_STATED GOAL_
Pick out every line below that contains the string "pond", and copy each such line in full.
- - -
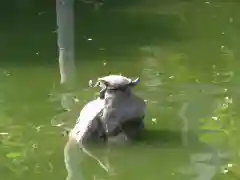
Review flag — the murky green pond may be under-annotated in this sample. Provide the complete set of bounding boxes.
[0,0,240,180]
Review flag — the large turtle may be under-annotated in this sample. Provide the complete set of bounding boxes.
[90,75,146,140]
[94,75,140,99]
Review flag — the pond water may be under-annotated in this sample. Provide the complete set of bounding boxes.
[0,0,240,180]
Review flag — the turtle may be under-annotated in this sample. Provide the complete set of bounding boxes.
[94,75,140,99]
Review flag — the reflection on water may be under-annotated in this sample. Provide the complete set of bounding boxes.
[0,0,240,180]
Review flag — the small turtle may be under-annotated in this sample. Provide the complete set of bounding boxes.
[94,75,140,99]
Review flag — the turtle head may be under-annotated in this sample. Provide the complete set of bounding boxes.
[129,77,140,87]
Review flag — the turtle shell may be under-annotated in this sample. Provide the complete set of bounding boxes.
[98,75,132,88]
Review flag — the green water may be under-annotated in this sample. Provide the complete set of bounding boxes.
[0,0,240,180]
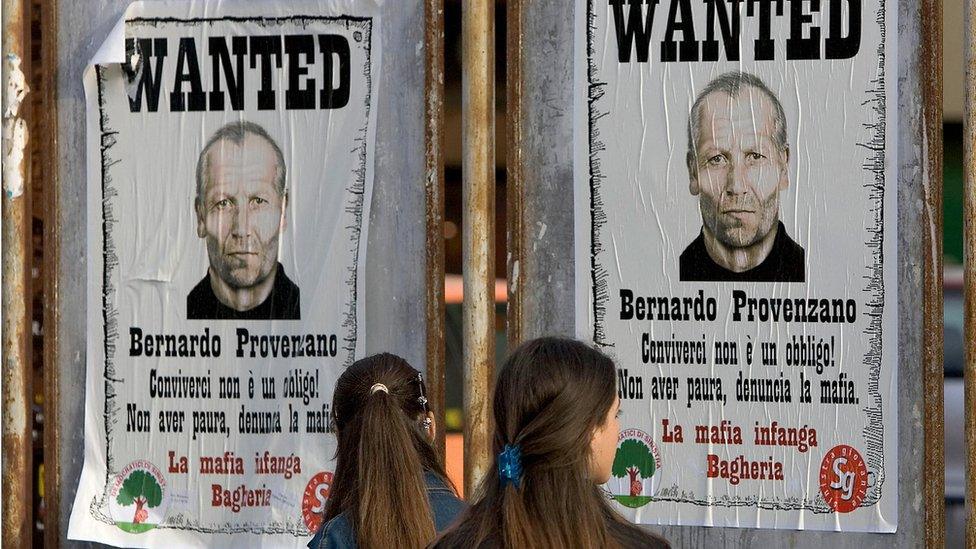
- - -
_FINAL ANSWER_
Review flag — the murky green pond may be under-annotated in this sample. Provide the complete set of bounding boxes.
Review flag — the pond water may be under-annotated in this sample. Provide the complete set of bounding boxes.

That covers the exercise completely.